Activity
Exactly and without additions, transcribe the line that contains "Identify the sky" and every line after it in the data.

Data under study
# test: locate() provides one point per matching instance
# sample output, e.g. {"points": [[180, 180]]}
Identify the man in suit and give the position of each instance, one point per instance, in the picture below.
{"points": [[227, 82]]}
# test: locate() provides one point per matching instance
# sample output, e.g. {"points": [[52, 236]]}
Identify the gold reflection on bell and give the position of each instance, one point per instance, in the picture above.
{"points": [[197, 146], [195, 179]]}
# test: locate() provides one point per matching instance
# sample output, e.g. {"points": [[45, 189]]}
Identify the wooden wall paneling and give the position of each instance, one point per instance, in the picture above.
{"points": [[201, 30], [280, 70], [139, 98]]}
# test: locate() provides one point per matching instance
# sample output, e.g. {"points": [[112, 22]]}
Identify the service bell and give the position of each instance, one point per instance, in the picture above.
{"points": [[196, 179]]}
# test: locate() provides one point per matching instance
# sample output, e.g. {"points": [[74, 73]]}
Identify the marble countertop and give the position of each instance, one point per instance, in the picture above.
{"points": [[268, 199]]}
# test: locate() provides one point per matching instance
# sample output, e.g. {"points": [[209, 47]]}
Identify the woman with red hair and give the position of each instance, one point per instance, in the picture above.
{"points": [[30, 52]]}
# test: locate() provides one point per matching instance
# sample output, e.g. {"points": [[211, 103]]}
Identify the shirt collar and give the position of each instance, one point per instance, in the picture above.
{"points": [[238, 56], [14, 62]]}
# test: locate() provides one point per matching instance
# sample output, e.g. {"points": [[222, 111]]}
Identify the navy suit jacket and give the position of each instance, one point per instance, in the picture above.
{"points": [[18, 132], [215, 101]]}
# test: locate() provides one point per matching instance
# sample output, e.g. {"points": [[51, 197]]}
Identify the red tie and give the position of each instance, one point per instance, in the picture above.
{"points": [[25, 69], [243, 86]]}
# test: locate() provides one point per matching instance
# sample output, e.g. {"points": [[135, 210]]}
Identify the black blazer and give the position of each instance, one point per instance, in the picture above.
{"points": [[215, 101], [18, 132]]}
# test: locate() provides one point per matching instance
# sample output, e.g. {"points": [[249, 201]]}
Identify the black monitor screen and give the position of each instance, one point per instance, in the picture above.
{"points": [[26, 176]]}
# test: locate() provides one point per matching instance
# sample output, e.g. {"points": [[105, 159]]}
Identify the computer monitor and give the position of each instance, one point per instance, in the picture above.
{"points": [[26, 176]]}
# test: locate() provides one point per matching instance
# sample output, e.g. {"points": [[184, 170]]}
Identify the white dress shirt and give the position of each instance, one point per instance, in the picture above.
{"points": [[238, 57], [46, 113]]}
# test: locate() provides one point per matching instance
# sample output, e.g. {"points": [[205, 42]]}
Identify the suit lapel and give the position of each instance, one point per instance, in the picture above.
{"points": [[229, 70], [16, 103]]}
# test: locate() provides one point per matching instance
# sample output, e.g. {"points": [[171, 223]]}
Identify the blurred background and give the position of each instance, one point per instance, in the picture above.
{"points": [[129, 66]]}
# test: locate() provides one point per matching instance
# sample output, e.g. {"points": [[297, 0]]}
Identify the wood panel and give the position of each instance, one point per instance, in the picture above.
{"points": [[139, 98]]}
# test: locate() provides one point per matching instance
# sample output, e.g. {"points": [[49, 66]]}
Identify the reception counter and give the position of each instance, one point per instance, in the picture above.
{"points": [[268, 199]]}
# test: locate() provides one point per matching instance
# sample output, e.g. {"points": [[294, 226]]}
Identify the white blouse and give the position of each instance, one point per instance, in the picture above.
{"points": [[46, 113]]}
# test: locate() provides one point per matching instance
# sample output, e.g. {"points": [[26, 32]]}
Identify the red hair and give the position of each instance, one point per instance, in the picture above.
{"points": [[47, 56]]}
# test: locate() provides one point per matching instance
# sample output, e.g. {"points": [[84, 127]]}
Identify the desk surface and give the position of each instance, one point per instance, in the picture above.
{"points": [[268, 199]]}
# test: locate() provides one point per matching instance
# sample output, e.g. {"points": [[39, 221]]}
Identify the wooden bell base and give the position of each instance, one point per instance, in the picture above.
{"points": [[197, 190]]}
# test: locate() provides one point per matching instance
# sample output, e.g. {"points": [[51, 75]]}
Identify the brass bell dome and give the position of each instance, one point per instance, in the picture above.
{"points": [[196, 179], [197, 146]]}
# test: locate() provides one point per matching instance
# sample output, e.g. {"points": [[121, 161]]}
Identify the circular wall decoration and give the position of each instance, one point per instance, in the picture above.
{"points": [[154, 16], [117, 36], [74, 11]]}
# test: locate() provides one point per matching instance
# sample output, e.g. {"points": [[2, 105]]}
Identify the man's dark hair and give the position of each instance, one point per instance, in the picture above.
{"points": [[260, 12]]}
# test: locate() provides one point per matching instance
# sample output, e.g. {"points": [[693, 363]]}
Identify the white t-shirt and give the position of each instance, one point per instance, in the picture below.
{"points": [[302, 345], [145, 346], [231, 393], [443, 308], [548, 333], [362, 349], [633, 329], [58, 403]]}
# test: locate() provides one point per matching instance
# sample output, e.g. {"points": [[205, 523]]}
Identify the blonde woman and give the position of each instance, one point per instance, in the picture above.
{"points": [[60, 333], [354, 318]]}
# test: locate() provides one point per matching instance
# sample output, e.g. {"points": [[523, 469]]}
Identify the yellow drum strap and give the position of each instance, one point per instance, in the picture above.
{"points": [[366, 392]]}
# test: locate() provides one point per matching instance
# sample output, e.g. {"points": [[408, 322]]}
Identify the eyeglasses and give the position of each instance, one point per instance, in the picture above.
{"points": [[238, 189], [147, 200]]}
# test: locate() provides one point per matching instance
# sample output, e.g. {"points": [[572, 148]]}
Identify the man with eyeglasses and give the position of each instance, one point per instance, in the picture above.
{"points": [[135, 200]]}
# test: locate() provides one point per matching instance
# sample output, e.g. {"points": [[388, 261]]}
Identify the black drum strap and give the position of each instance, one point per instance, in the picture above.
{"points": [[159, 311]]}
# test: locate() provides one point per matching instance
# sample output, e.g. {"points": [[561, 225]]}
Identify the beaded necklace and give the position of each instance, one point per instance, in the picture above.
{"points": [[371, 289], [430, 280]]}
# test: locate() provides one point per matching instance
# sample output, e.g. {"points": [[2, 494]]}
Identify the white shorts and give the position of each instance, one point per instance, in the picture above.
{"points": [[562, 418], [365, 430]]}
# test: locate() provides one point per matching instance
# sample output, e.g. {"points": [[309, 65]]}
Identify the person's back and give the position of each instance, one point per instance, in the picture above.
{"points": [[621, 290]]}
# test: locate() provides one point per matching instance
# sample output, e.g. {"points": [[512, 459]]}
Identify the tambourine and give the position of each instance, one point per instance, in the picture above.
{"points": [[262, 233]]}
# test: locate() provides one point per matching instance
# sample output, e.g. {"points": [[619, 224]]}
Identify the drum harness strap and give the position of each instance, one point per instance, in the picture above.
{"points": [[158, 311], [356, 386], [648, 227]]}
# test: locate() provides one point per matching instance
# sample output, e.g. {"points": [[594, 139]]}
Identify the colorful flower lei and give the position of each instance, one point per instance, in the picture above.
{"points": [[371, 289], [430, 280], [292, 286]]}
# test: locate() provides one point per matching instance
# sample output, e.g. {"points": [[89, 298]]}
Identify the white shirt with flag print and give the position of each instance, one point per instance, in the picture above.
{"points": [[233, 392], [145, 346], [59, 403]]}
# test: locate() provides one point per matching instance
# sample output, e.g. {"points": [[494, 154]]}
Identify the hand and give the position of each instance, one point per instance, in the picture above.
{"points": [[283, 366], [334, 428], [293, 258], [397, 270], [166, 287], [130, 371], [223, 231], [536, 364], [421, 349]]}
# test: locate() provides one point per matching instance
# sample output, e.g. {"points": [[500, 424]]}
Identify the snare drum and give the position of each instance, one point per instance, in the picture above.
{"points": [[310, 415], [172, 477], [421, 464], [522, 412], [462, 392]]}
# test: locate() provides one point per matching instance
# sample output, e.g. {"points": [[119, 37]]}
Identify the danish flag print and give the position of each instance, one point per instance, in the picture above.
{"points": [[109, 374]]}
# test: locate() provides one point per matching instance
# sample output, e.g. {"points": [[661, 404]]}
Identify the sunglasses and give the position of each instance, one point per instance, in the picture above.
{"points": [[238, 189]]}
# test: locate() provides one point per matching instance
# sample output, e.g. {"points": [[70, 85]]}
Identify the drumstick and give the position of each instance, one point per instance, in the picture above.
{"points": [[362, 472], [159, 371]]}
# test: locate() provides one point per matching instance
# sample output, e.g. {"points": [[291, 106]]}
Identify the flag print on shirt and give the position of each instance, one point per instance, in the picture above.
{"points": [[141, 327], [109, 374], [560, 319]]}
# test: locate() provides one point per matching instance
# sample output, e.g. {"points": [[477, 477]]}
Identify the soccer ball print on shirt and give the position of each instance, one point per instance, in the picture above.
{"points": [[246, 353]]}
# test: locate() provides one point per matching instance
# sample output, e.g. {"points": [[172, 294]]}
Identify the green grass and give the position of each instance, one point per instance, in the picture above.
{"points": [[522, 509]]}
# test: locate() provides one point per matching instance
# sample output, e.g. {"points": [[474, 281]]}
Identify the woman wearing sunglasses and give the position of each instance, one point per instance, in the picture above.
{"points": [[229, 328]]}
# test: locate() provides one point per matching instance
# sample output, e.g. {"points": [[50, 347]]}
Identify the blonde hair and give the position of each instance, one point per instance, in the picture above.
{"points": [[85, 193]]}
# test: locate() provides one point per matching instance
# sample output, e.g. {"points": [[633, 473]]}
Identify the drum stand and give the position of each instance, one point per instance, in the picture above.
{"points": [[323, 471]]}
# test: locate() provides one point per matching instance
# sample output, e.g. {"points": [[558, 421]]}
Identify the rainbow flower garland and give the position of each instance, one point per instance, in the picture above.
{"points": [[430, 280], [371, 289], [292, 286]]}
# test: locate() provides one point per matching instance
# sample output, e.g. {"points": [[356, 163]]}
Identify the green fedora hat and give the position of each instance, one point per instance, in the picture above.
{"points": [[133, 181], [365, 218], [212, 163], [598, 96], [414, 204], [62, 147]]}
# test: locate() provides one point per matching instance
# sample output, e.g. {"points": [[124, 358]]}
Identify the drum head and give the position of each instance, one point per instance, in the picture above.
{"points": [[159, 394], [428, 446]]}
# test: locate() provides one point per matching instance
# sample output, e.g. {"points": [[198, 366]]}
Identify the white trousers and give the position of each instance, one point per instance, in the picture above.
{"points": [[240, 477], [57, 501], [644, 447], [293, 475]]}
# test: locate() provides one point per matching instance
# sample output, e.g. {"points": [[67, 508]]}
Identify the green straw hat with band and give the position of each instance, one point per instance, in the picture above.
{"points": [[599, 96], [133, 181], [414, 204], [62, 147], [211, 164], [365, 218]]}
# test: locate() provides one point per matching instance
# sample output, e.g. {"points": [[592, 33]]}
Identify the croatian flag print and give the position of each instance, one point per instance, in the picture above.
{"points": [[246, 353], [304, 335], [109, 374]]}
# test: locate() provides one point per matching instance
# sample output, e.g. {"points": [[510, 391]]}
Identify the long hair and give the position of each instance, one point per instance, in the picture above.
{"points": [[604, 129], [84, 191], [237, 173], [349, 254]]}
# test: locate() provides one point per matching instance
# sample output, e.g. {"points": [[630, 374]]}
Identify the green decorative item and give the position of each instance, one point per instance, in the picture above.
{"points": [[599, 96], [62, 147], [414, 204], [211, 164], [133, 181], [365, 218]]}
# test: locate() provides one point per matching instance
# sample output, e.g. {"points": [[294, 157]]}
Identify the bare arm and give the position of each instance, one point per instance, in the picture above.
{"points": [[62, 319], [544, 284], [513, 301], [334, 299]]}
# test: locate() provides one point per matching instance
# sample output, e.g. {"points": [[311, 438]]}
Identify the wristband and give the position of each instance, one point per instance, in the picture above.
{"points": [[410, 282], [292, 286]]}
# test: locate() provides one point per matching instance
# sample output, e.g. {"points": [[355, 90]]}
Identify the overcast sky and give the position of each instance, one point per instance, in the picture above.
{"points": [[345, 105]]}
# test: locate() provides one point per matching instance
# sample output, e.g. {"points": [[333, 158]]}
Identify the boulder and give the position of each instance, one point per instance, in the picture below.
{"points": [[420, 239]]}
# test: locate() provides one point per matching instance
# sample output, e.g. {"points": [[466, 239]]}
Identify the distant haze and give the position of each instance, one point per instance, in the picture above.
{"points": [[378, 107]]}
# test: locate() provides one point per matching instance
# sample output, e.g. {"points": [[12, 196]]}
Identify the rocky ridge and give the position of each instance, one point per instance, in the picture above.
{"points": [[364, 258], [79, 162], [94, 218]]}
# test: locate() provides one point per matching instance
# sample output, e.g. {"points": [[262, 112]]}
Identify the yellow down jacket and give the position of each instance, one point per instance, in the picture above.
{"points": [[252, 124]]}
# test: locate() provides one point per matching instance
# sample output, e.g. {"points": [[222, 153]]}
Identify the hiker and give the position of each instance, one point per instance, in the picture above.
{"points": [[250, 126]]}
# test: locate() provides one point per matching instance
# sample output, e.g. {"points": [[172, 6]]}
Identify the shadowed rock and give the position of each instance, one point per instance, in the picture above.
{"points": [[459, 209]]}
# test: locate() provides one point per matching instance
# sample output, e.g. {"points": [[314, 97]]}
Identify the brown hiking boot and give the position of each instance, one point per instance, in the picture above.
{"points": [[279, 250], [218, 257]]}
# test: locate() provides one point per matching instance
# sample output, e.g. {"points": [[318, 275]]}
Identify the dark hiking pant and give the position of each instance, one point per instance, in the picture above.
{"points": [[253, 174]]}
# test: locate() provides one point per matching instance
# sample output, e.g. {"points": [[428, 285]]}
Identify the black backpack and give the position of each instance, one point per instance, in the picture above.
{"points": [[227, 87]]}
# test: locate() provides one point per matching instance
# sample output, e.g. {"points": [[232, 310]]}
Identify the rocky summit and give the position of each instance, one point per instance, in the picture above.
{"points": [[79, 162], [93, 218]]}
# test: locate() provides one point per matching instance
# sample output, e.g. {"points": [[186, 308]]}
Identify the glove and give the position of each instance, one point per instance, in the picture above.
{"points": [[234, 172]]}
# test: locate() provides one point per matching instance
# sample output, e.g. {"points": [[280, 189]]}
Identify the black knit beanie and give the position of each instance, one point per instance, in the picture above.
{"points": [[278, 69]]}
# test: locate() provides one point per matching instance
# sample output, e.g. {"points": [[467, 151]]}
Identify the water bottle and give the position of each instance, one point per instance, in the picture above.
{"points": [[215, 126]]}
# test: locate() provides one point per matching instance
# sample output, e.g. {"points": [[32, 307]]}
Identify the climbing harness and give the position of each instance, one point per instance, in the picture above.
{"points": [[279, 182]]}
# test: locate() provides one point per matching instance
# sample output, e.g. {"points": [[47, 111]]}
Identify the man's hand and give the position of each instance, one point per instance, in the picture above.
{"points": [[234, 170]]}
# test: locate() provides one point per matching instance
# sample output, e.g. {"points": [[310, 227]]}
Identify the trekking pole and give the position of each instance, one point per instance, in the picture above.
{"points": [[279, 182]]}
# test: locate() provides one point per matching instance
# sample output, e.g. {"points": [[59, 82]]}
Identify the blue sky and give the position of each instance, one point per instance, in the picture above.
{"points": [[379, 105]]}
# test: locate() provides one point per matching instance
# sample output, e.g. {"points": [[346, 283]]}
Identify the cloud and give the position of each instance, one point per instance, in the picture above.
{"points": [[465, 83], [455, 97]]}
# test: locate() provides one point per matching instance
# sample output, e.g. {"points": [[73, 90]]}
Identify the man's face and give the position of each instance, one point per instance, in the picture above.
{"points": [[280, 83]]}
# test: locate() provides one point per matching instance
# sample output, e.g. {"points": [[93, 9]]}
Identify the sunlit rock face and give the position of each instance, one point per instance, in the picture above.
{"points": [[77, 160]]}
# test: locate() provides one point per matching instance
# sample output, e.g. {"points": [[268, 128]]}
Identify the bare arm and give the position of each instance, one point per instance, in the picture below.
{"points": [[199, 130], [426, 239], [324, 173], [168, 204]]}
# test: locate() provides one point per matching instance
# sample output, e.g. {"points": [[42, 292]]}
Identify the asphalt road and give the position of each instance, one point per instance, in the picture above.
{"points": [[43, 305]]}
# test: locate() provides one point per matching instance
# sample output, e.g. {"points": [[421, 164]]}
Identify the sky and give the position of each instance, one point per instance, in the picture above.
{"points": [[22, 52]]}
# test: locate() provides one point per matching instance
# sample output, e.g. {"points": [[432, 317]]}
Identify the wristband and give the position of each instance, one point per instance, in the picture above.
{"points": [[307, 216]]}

Answer to this exercise
Identify the sky and give the position of each instance, one point per instance, in the picture above.
{"points": [[22, 52]]}
# test: locate() provides one point per matching instance
# sample output, e.g. {"points": [[432, 317]]}
Identify the wristband and give the position of each instance, one point per instance, in the picture above.
{"points": [[307, 216]]}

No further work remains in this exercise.